- Exercise directions: Find every line in the listing that contains the word "window" and copy each one.

- Data shown:
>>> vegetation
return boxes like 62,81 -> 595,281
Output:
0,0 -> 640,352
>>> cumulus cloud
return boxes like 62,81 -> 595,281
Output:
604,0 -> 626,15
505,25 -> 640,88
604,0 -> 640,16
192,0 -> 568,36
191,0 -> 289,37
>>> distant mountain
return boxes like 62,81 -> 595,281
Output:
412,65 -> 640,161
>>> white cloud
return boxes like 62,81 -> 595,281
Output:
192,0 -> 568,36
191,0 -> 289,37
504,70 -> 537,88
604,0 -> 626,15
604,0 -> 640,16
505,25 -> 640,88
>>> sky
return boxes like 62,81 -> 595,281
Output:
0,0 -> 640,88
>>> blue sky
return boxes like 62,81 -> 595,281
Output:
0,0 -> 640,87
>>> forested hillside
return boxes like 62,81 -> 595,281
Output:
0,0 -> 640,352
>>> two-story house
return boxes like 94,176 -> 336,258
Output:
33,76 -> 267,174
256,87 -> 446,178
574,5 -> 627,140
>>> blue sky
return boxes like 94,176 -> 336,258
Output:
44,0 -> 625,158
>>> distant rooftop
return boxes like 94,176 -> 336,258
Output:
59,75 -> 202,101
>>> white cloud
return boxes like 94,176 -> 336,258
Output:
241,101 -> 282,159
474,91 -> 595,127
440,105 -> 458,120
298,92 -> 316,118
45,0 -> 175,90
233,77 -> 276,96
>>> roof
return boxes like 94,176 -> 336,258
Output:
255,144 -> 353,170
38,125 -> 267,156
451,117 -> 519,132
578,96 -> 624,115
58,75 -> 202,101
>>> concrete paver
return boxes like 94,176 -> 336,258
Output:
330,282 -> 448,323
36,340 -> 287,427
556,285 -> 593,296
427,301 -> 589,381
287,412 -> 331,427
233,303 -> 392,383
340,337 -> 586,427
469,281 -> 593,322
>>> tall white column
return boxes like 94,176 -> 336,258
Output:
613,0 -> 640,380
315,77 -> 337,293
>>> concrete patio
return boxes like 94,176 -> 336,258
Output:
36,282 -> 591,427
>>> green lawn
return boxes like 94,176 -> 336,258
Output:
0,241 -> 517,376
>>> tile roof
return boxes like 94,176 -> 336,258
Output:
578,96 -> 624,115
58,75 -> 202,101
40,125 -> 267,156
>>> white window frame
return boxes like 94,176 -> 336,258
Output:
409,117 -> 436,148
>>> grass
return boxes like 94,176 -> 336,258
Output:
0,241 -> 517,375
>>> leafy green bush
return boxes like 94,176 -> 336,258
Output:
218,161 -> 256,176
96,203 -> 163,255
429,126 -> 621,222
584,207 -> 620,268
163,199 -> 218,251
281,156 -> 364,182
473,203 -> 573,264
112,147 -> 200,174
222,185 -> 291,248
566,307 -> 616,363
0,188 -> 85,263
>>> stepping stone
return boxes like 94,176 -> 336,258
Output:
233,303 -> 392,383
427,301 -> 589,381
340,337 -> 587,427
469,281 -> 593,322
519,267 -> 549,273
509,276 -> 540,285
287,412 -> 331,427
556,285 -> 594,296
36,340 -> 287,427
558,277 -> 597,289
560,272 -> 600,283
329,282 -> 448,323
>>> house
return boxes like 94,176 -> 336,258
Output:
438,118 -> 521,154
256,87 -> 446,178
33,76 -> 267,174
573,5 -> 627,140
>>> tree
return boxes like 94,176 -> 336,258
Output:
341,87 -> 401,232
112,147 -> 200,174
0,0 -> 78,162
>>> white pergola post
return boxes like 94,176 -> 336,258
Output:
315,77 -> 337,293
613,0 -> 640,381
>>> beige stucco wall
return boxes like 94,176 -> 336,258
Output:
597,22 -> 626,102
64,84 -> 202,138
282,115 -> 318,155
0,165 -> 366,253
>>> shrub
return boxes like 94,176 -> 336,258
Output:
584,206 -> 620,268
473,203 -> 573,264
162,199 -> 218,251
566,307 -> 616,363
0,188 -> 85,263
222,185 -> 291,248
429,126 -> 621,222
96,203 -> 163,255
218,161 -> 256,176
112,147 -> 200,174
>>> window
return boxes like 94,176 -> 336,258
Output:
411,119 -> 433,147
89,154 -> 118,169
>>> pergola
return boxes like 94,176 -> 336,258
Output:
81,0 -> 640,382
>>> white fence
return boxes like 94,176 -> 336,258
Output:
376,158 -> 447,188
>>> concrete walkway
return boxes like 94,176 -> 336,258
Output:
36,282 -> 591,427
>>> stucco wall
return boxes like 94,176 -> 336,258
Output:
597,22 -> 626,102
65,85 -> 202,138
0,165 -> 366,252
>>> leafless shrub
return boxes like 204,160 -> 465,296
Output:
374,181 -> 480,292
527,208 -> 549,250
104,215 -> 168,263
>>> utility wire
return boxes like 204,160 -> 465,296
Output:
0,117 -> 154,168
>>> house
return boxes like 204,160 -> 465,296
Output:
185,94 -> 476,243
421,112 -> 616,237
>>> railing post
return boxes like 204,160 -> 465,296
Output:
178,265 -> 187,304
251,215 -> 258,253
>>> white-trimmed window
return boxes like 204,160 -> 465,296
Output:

- Written reply:
>>> white window frame
>>> window
>>> white-trimmed window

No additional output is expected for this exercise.